Obiettivo dell'esercizio »
Modifica il brano sui sali riscrivendolo da "Gli aromatizzati" a "quindi squisitamente gastronomica.", con "culinaria" al posto di "gastronomica".

Brano proposto »
È addirittura consigliato dall'Organizzazione mondiale della sanità il sale iodato: sale marino o di miniera cui viene aggiunta una certa quantità di iodio che cambia da paese a paese secondo le esigenze specifiche della popolazione: quello commercializzato in Italia contiene per legge 30 mg di iodio per chilo (il fabbisogno è di 150 microgrammi al giorno).

Lo iodio è prezioso per i bambini, per un corretto sviluppo neurofisico, e negli adulti per regolare il metabolismo e prevenire il gozzo. Una buona scelta, dunque, soprattutto per chi è consapevole di avere una dieta povera di questo oligoelemento, per esempio perché non consuma abitualmente pesce. Lo devono evitare solo coloro che soffrono di ipertiroidismo.

Gli aromatizzati
Stabilito che i sali, dietetici a parte, non hanno effetti diretti sulla salute (se non negativi, in caso di usi smodati), la scelta di un tipo piuttosto che un altro è quindi squisitamente gastronomica.

Rispondono a questa esigenza i tanti sali aromatizzati presenti sul mercato. Alcuni sono molto familiari: è il caso della salamoia bolognese, in cui il sale è mescolato ad aglio, salvia e rosmarino, ottima con le carni e le patate. Comuni anche i sali agli agrumi, soprattutto limone o arancia, perfetti con il pesce.

Curiosando fra le specialità più esotiche, tipico è il "sale&pepe" cinese, con pepe di Sichuan aromatico e dall'insolito effetto "anestetizzante" sulle papille.

Molto apprezzato, infine, il sale affumicato: da quello scandinavo, che trae origine dai vichinghi, allo "smoked salt" del nord degli Stati Uniti, che sembra mutuato da un'originale ricetta degli indiani d'America.

Esposti al fumo di legni pregiati e persino di assi di botti, ne assorbono la complessità aromatica e si abbinano, di preferenza, alle preparazioni tradizionali di quelle regioni: dal salmone all'aringa alle carni rosse alla griglia, sempre uniti a fine cottura, per non disperderne i profumi.

Tante, insomma, le qualità fra cui scegliere per arricchire la sezione "sale" della vostra dispensa. Facendovi, magari, cambiare abitudini al momento di usare questo condimento: non solo q.b., "quanto basta", ma anche q.g., ovvero "quello giusto".

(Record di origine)
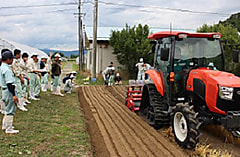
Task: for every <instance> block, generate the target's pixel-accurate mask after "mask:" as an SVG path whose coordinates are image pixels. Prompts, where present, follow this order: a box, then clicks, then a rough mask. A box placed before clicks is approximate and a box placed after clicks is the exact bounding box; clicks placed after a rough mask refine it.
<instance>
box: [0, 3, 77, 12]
mask: <svg viewBox="0 0 240 157" xmlns="http://www.w3.org/2000/svg"><path fill="white" fill-rule="evenodd" d="M76 4H78V3H76V2H71V3H53V4H39V5H23V6H5V7H0V10H1V9H19V8H39V7H51V6H61V5H76Z"/></svg>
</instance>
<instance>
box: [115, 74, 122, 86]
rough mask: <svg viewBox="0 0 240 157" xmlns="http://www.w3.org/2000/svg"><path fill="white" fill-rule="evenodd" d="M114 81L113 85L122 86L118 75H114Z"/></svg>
mask: <svg viewBox="0 0 240 157" xmlns="http://www.w3.org/2000/svg"><path fill="white" fill-rule="evenodd" d="M114 80H115V85H122V77H121V76H120V74H119V73H117V74H116V76H115V78H114Z"/></svg>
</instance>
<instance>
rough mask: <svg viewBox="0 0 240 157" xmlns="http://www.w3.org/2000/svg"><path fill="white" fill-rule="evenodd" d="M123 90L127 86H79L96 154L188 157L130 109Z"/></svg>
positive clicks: (115, 155)
mask: <svg viewBox="0 0 240 157" xmlns="http://www.w3.org/2000/svg"><path fill="white" fill-rule="evenodd" d="M117 88H120V90H119V89H117ZM124 93H125V87H110V88H108V87H105V86H83V87H80V89H79V100H80V103H81V105H82V107H83V110H84V113H85V116H86V121H87V122H86V123H87V126H88V130H89V132H90V134H91V139H92V144H93V149H94V154H95V156H104V157H106V156H124V157H125V156H128V157H131V156H134V157H135V156H143V157H146V156H187V155H186V154H185V153H184V152H183V151H182V150H181V149H180V148H178V147H177V146H176V145H174V144H172V143H170V142H169V141H168V140H167V139H165V138H164V137H163V136H162V135H161V134H159V133H158V132H157V131H156V130H155V129H153V128H152V127H150V126H149V125H148V124H147V123H145V122H144V121H142V119H141V118H140V117H138V116H137V115H136V114H135V113H133V112H131V111H130V110H129V109H127V108H126V107H125V106H124V105H123V102H124V99H123V100H122V99H121V98H124V95H125V94H124ZM117 95H120V98H119V96H117Z"/></svg>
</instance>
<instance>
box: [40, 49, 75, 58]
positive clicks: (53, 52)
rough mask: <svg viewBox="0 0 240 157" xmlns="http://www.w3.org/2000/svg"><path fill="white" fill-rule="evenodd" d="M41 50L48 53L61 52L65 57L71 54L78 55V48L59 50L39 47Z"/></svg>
mask: <svg viewBox="0 0 240 157" xmlns="http://www.w3.org/2000/svg"><path fill="white" fill-rule="evenodd" d="M41 50H42V51H44V52H45V53H47V54H48V55H49V54H50V52H53V53H55V52H59V53H63V54H64V56H65V57H70V56H71V54H73V55H78V54H79V52H78V50H74V51H61V50H50V49H41Z"/></svg>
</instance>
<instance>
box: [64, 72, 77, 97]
mask: <svg viewBox="0 0 240 157" xmlns="http://www.w3.org/2000/svg"><path fill="white" fill-rule="evenodd" d="M75 77H76V71H72V72H71V73H70V74H69V75H68V76H67V77H66V78H65V80H64V86H63V89H64V92H65V93H72V88H73V87H74V86H75V85H76V83H74V82H73V79H74V78H75Z"/></svg>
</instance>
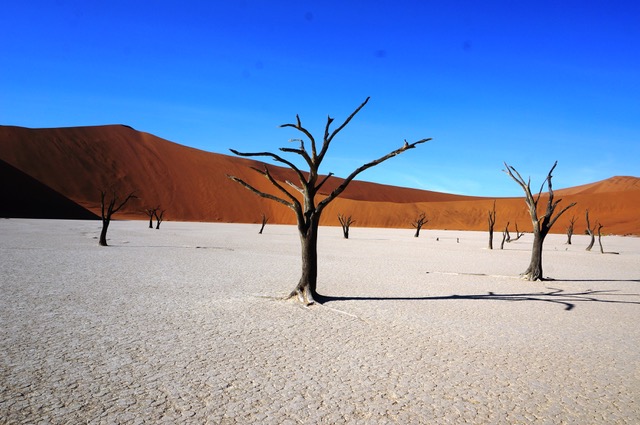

Soluzione del problema »
Gli aromatizzati
Stabilito che i sali, dietetici a parte, non hanno effetti diretti sulla salute (se non negativi, in caso di usi smodati), la scelta di un tipo piuttosto che un altro è quindi squisitamente culinaria.